■ Tâches à réaliser
(a) Dans le texte sur l'erreur 124, dans quel état se trouve la batterie de l'Ipod après l'échec de la synchronisation ?
(b) Prolongez le texte sur l'erreur 124 en reprenant juste après sa dernière phrase.

■ Texte à lire
+ + + +
# erreur 124 sur Ipod 30GB vidéo lors de la synchronisation



## astrania (19 Juin 2008)

Bonjour à tous, 

J'ai mon Ipod depuis un bon moment et tout allait bien jusqu'à hier soir. Depuis hier mon Ipod ne synchronise plus. On le voit dans la case I-tunes, tout indique que je ne dois pas le déconnecter mais pourtant ce dernier ne télécharge rien. J'ai donc décidé de le restaurer. 
Me voilà sans musique, prête à resynchroniser plus de 3'000 morceaux. Malheureusement, une fois que mon Ipod commence à charger de la musique, un message m'indique qu'il y a eu une erreur 124, mon Ipod se déconnecte et reste vide. De plus, après cela mon I-pod a la batterie totalement à plat alors qu'elle était pleine avant la synchronisation...
+ + + +
■ Enregistrements fournis
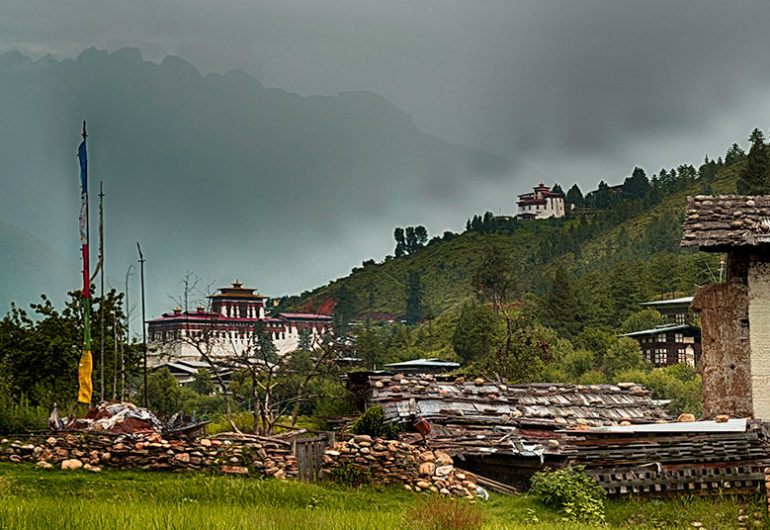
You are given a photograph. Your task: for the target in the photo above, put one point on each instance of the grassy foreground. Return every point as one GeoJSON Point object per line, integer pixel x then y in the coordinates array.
+ + + +
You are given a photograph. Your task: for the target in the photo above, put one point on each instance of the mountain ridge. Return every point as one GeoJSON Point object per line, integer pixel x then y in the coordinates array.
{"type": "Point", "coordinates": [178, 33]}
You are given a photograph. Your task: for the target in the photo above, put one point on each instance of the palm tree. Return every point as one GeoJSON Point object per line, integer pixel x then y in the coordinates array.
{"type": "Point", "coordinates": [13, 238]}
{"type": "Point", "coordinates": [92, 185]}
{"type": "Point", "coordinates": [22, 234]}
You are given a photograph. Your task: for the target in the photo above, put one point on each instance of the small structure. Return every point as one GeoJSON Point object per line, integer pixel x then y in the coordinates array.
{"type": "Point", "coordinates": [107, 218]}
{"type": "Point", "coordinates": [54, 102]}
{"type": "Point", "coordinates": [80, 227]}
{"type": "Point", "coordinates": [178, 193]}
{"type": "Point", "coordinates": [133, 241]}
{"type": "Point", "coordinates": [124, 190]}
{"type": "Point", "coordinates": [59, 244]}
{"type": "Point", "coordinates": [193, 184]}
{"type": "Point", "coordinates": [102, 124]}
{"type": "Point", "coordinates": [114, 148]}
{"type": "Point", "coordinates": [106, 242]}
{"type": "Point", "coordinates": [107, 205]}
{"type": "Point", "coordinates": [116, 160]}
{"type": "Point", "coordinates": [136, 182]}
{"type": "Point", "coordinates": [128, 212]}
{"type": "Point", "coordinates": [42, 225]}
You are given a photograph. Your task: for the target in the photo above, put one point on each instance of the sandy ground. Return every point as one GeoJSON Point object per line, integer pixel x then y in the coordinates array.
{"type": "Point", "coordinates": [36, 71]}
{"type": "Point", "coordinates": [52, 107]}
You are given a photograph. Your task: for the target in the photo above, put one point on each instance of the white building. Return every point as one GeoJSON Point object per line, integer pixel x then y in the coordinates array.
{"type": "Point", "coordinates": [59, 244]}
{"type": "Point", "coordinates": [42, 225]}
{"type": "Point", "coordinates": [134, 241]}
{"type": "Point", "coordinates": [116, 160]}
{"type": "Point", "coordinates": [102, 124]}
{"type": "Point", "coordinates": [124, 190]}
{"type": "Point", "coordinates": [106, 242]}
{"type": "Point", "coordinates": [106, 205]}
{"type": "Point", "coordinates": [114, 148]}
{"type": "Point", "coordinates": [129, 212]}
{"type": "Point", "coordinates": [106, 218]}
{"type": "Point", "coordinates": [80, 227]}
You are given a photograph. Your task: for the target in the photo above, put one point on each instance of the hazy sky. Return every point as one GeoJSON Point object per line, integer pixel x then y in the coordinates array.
+ + + +
■ Réponses par tâche
(a) Elle est totalement à plat, alors qu'elle était pleine avant la synchronisation.

(b)
Je deviens folle...

Merci pour votre aide!


----------



## grandstrateguerre (18 Décembre 2008)

Salut!  

J'ai eu le même problème que toi, et après de longues démarches et tentatives de réparation infructueuses, j'ai découvert que c'était ma rallonge de port usb qui faisait défaut...  

n'empêche que ça m'a pris 2 longs et pénibles mois pour trouver!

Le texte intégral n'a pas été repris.